◆ Text:
++++
Working with Sequences

dhern023 · October 24, 2021, 11:24pm

A few questions about the MLP:

def get_net():
    net = nn.Sequential(nn.Linear(4, 10), nn.ReLU(), nn.Linear(10, 1))
    net.apply(init_weights)
    return net

Is it correct to call this Multi-Layer Perceptron an RNN? Or does calling something an RNN only depend on the having a sliding window training & label set?
tau is 4 in this case correct? What do both 10s mean contextually?

A few about the max steps section

Are you predicting a sequence of length step size, or are you shifting each window by the step size?

aqlkzf · March 11, 2023, 7:56am

I’m confused about this code in Chapter 9.1. If I understand correctly, our FEATURE should be a T-tau fragment of length tua; why is the FEATURE here actually a tau fragment of length T-tau

def get_dataloader(self, train):
    features = [self.x[i : self.T-self.tau+i] for i in range(self.tau)]
    self.features = torch.stack(features, 1)
    self.labels = self.x[self.tau:].reshape((-1, 1))
    i = slice(0, self.num_train) if train else slice(self.num_train, None)
    return self.get_tensorloader([self.features, self.labels], train, i)

pandalabme · September 2, 2023, 6:16am

My solutions to the exs: 9.1

cauliyang · October 22, 2023, 3:24am

torch.stack converts the features list whose shape is (4, 996) to (996, 4), which means 996 samples with 4 feature

kamesh · May 8, 2024, 9:18pm

Is this correct? IMO, ‘overestimate’ should be replaced by ‘underestimate’. If we rely on statistics, we are unlikely to meet the infrequent words. So will conclude they have zero or close to zero occurrences. That is why the use of ‘overestimate’ is perplexing.

“This should already give us pause for thought if we want to model words by counting statistics. After all, we will significantly overestimate the frequency of the tail, also known as the infrequent words.”

https://d2l.ai/chapter_recurrent-neural-networks/text-sequence.html

ElGreKost · May 12, 2024, 11:27am

9.1. Working with Sequences

I’m quite amazed but what a bad performance this extra non-linear layer added. Does anyone understand why this is so bad now? (trained for 10 epochs)
"This is all I changed in the net
self.net = nn.Sequential(
nn.LazyLinear(10), # Lazy initialization for an input layer with 4 outputs
nn.ReLU(), # Another non-linear activation function
nn.LazyLinear(1) # Output layer producing 1 output
)
"

Mohamed_Ahmed_Naji · June 13, 2024, 8:42pm

def change(features, preds, i):
features[i+1:, -1] = preds[i:-1, :].reshape(1, -1)
return features

def shift(features, j, i):
features[i+1:, j-1] = features[i:-1, j]
return features

@d2l.add_to_class(Data)
def insert_kth_pred(self, pred, k):
for i in range(1, k):
self.features = shift(self.features, i, self.tau-i)
self.features = change(self.features, pred, k-1)

for i in range(4):
preds = model(data.features).detach()
data.insert_kth_pred(preds, i+1)
trainer.fit(model, data)
++++
◆ Written instruction 1: In the records, rewrite the stretch from the line containing "Task: Where can the gas cylinder" through the end of the records, substituting "object" for "instance" and changing nothing else. Give only those lines.

◆ Extracted data:
++++
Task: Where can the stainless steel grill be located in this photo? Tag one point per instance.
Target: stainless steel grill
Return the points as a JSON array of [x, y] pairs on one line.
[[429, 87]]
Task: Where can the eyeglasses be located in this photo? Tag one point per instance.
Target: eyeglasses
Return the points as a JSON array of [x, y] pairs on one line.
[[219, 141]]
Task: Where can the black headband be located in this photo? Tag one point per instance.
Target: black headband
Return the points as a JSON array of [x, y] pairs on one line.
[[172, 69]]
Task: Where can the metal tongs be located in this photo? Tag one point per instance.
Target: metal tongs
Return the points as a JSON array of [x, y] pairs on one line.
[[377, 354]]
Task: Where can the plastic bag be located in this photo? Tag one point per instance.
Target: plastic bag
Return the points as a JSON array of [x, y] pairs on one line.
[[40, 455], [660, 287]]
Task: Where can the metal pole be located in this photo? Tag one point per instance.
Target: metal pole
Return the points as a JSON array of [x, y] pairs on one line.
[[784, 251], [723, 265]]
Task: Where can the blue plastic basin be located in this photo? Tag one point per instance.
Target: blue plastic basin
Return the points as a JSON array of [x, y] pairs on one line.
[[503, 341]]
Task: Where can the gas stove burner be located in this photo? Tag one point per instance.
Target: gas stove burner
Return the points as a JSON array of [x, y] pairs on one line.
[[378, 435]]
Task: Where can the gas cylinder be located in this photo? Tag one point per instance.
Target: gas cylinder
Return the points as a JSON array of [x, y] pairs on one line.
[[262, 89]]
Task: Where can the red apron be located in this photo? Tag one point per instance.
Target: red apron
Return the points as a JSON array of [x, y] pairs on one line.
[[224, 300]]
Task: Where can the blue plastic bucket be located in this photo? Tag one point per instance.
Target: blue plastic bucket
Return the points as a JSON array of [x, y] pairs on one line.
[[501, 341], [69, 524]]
++++
◆ Written instruction 2: Repeat the stretch of the sequences thread from "I’m confused about" through "else slice(self.num_train, None)" word for word.

◆ Exercise response 1:
Task: Where can the gas cylinder be located in this photo? Tag one point per object.
Target: gas cylinder
Return the points as a JSON array of [x, y] pairs on one line.
[[262, 89]]
Task: Where can the red apron be located in this photo? Tag one point per object.
Target: red apron
Return the points as a JSON array of [x, y] pairs on one line.
[[224, 300]]
Task: Where can the blue plastic bucket be located in this photo? Tag one point per object.
Target: blue plastic bucket
Return the points as a JSON array of [x, y] pairs on one line.
[[501, 341], [69, 524]]

◆ Exercise response 2:
I’m confused about this code in Chapter 9.1. If I understand correctly, our FEATURE should be a T-tau fragment of length tua; why is the FEATURE here actually a tau fragment of length T-tau

def get_dataloader(self, train):
    features = [self.x[i : self.T-self.tau+i] for i in range(self.tau)]
    self.features = torch.stack(features, 1)
    self.labels = self.x[self.tau:].reshape((-1, 1))
    i = slice(0, self.num_train) if train else slice(self.num_train, None)